- [What is being asked] In the records below, the lines between the one holding "In this exercise you will indicate the wispy" and the one holding "In this exercise you will indicate the black", inclusive, are to be transcribed exactly; no pictures are to be included.

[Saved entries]
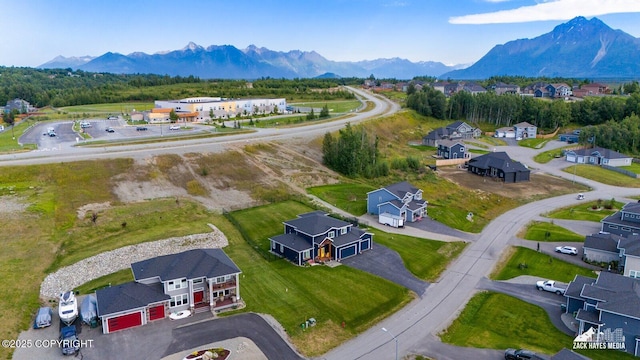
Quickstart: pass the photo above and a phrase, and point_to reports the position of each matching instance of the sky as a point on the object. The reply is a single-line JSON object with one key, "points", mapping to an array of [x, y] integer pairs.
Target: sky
{"points": [[33, 32]]}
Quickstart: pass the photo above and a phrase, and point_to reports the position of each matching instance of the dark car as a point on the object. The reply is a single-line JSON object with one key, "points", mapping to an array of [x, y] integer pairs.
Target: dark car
{"points": [[518, 354], [69, 343]]}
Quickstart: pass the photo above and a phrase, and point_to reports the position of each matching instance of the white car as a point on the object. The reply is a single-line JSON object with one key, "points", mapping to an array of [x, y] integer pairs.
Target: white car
{"points": [[567, 250]]}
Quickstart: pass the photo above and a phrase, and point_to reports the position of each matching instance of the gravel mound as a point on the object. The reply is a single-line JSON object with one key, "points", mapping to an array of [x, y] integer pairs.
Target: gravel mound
{"points": [[72, 276]]}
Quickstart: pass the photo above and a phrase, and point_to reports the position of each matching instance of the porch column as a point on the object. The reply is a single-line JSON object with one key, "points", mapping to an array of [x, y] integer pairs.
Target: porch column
{"points": [[210, 293], [238, 287]]}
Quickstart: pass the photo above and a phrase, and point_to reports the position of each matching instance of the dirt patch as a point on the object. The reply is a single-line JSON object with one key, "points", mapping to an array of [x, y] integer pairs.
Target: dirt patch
{"points": [[540, 184]]}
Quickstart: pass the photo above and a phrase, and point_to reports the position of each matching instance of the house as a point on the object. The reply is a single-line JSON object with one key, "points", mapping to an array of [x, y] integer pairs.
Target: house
{"points": [[400, 199], [598, 156], [501, 88], [500, 166], [196, 279], [316, 236], [625, 222], [505, 132], [453, 131], [524, 130], [452, 149], [610, 304]]}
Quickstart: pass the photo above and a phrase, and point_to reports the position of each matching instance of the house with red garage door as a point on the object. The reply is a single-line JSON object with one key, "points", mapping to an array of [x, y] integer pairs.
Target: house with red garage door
{"points": [[200, 279]]}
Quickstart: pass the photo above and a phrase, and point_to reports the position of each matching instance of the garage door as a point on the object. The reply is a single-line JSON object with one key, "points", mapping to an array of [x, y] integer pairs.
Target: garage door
{"points": [[348, 251], [364, 245], [156, 312], [125, 321]]}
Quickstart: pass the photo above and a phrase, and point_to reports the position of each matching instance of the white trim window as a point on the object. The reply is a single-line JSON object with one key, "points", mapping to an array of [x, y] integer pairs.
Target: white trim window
{"points": [[179, 300], [177, 284]]}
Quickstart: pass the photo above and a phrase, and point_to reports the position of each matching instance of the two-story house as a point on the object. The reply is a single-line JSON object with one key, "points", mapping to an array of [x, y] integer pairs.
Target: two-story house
{"points": [[625, 222], [318, 237], [401, 200], [500, 166], [199, 279], [610, 304], [452, 149]]}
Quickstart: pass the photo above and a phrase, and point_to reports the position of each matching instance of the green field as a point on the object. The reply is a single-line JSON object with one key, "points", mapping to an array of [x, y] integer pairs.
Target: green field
{"points": [[544, 231], [497, 321], [603, 176], [351, 198], [586, 211], [525, 261]]}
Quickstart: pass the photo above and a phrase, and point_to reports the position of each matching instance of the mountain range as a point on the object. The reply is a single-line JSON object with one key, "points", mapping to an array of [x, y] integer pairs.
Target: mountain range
{"points": [[579, 48]]}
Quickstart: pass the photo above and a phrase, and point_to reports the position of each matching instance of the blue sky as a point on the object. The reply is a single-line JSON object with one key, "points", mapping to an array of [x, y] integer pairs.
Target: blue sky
{"points": [[450, 31]]}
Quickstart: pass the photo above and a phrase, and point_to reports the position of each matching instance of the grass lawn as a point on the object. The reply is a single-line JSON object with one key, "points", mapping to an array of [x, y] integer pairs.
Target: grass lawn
{"points": [[424, 258], [602, 175], [546, 156], [533, 143], [497, 321], [293, 294], [544, 231], [585, 211], [349, 197], [523, 261]]}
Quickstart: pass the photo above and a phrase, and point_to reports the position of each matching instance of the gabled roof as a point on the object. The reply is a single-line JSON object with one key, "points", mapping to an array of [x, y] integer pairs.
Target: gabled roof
{"points": [[189, 264], [401, 189], [601, 152], [128, 296], [615, 294], [602, 242], [497, 160], [316, 223]]}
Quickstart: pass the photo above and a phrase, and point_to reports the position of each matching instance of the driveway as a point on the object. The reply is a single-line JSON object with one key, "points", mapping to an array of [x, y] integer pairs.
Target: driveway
{"points": [[387, 264]]}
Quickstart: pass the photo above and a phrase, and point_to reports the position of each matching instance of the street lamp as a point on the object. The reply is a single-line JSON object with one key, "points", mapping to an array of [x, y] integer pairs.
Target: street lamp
{"points": [[394, 338]]}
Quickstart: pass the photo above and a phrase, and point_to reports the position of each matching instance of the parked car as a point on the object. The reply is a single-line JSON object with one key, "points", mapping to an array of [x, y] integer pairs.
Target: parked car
{"points": [[43, 318], [68, 307], [550, 285], [567, 250], [69, 343], [518, 354]]}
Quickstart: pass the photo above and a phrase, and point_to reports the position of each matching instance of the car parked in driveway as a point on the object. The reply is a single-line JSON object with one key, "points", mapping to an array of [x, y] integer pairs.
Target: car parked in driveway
{"points": [[570, 250], [521, 354]]}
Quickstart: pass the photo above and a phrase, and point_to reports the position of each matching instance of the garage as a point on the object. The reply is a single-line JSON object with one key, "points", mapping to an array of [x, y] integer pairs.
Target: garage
{"points": [[348, 251], [124, 321], [156, 312]]}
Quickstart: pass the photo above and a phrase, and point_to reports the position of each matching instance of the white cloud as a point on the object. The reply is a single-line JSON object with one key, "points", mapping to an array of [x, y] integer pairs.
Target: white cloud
{"points": [[551, 10]]}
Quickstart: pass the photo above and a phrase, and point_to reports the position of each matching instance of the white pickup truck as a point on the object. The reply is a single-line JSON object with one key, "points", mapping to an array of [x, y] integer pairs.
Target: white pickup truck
{"points": [[550, 285]]}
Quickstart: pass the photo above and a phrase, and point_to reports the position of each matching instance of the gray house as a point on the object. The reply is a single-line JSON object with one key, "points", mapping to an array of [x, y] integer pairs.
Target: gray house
{"points": [[598, 156], [610, 304], [199, 279]]}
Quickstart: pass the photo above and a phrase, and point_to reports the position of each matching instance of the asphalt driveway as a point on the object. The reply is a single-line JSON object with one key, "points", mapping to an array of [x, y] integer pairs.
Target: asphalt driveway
{"points": [[387, 264]]}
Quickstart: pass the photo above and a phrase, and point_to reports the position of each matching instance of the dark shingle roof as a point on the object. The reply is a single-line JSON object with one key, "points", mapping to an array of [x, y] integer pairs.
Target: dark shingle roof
{"points": [[615, 293], [603, 242], [498, 160], [316, 223], [128, 296], [189, 264]]}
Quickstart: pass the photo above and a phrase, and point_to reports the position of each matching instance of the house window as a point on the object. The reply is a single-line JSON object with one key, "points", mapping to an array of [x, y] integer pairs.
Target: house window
{"points": [[179, 300], [177, 284]]}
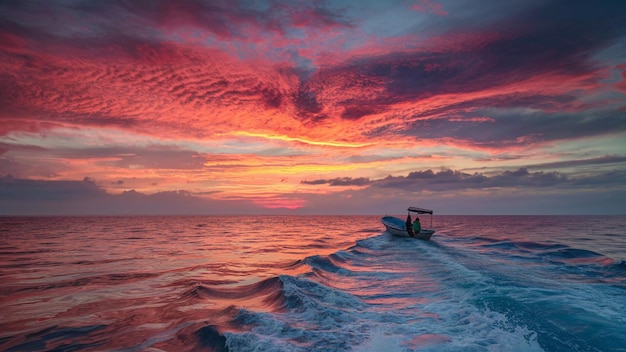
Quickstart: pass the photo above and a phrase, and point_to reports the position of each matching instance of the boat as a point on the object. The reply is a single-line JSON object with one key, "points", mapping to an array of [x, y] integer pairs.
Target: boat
{"points": [[397, 226]]}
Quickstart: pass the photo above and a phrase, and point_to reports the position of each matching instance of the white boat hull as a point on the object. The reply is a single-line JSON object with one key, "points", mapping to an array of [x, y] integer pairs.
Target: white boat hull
{"points": [[397, 227]]}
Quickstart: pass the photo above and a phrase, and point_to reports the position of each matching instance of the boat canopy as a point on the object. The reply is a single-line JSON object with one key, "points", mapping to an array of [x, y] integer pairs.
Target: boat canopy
{"points": [[420, 210]]}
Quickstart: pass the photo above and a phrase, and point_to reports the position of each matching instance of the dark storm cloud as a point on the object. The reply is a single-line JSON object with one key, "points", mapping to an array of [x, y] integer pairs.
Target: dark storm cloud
{"points": [[508, 126]]}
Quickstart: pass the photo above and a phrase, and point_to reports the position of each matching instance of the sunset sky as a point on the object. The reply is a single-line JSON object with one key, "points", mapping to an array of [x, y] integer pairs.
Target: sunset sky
{"points": [[312, 107]]}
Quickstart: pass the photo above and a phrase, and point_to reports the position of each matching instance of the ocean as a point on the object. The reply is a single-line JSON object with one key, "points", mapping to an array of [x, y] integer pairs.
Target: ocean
{"points": [[312, 283]]}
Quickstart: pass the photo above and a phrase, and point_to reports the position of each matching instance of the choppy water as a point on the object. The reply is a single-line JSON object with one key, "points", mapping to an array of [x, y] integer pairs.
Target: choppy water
{"points": [[312, 284]]}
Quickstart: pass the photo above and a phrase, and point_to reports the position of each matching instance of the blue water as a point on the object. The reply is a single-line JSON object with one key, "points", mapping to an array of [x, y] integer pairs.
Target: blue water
{"points": [[326, 283]]}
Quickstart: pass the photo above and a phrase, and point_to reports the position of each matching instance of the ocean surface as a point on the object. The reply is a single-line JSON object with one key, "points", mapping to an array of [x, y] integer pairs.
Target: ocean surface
{"points": [[312, 283]]}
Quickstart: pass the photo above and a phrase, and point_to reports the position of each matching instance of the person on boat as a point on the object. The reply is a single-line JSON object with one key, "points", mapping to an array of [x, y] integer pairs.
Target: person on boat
{"points": [[417, 226], [409, 228]]}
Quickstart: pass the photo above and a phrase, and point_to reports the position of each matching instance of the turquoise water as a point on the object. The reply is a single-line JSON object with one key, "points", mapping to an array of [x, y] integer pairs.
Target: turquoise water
{"points": [[312, 283]]}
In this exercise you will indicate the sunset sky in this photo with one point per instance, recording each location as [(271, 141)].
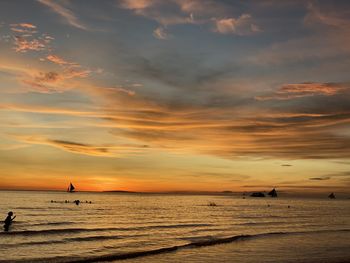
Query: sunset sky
[(175, 95)]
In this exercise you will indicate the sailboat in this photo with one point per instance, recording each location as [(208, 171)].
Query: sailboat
[(71, 188), (331, 196), (273, 193)]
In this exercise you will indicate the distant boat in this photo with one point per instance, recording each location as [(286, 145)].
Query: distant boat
[(71, 188), (257, 194), (273, 193), (331, 196)]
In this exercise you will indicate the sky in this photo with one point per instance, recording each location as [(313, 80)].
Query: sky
[(175, 95)]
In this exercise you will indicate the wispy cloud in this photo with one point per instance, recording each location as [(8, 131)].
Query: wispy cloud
[(208, 12), (24, 45), (58, 60), (242, 25), (291, 91), (160, 33), (64, 12)]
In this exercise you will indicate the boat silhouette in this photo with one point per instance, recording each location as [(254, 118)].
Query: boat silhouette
[(273, 193), (331, 196), (71, 188), (257, 194)]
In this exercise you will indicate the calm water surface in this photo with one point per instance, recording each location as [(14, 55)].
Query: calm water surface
[(175, 228)]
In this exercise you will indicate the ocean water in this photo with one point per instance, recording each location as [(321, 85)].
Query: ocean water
[(173, 228)]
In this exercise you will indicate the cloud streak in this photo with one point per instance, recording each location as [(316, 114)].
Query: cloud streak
[(64, 12)]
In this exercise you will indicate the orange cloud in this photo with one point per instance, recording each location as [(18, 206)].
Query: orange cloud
[(57, 60), (291, 91), (23, 45)]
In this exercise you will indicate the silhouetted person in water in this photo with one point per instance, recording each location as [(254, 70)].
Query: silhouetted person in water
[(8, 221)]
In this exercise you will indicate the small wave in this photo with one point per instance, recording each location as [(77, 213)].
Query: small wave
[(72, 239), (210, 241), (78, 230)]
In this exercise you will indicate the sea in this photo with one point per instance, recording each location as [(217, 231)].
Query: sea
[(132, 227)]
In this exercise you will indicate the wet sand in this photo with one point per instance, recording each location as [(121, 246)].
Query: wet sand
[(330, 247)]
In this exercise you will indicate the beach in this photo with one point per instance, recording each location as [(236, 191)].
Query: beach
[(173, 228)]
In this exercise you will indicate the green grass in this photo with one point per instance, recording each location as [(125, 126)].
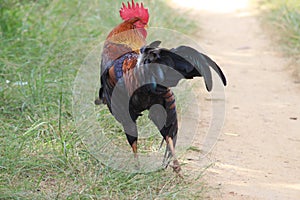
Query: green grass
[(43, 44), (285, 21)]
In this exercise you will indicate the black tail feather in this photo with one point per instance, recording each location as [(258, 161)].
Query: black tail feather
[(169, 66)]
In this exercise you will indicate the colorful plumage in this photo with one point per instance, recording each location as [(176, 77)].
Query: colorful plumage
[(136, 76)]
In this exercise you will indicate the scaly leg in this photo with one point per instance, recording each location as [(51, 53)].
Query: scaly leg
[(176, 166)]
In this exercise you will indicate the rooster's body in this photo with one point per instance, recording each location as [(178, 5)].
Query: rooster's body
[(136, 76)]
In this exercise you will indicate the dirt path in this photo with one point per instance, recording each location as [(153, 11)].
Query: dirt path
[(258, 152)]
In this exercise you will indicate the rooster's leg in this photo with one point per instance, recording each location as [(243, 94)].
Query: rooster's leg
[(133, 143), (134, 149), (176, 166)]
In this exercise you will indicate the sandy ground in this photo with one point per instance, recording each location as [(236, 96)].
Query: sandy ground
[(258, 153)]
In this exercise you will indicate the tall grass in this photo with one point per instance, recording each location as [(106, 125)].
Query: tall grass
[(42, 46), (285, 19)]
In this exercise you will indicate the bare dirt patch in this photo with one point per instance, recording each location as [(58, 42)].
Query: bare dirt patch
[(257, 155)]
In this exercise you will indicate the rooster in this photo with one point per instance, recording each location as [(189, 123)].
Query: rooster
[(135, 76)]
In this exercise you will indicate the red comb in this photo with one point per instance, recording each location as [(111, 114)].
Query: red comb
[(134, 10)]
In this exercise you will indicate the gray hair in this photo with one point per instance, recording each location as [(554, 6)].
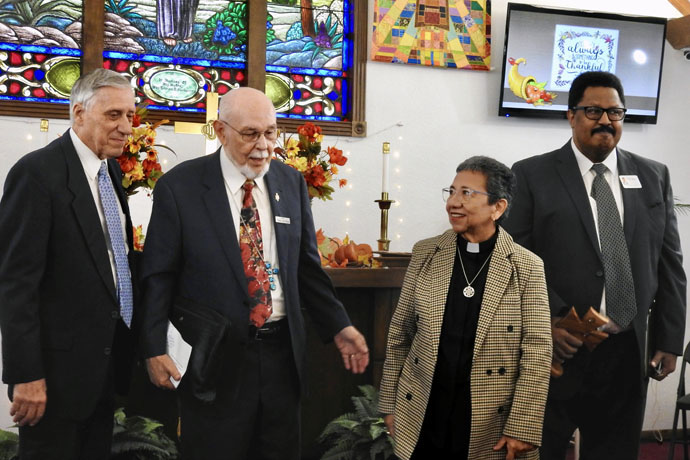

- [Exercise output]
In this exercise you will indicate the wispy cloud in this photo with one point per instance, recording each location as [(8, 131)].
Query: wispy cloud
[(208, 12), (24, 45), (58, 60), (242, 25), (291, 91), (160, 33), (64, 12)]
In this exercise you will indicate the boat silhouette in this photo with one point per instance, recording each location as [(254, 118)].
Query: boat silhouette
[(273, 193), (331, 196), (71, 188), (257, 194)]
In this exercise you will indicate the calm water surface in this photo with one point per instance, recording each location as [(14, 55)].
Query: calm water surface
[(175, 228)]
In this exercise you will indicate the ocean water in this photo with one point per instance, recording each location as [(321, 85)].
Query: ocean water
[(173, 228)]
In this exercise you will indicate the cloud streak in this photo with one point per instance, recording each location as [(316, 114)].
Query: cloud streak
[(64, 12)]
In this exercise you will indicate the orange cloud in this photo with one point per instance, recording each location as [(18, 206)].
Query: orange cloud
[(57, 60), (291, 91), (23, 45)]
In this exercise you will indicate the silhouetted person in water in this photo with one point per instance, recording each location as [(254, 70)].
Query: silhouetted person in water
[(8, 221)]
In this exercise you will indicate the small wave in this photo with one point per instance, recording each location as [(77, 213)].
Query: small wave
[(72, 239), (210, 241), (78, 230)]
In this exercise you will indicate the sea in this photo with one point per instance, recording each location as [(217, 231)].
Query: sea
[(132, 227)]
In this exercise you will indicate the wet sand in this photo with one point per instance, recording each location as [(121, 246)].
Query: wet sand
[(330, 247)]
In this exercise you will indicate the beach in this photo with one point per instance, recording each location as [(236, 191)].
Query: beach
[(173, 228)]
In this exercise you will indicate the green grass in this photo with one point per instance, recording each location as [(125, 126)].
Query: green grass
[(43, 44), (285, 21)]
In this exercise you will indicate the black tail feather in this photo with one point per instance, recording each location as [(258, 161)].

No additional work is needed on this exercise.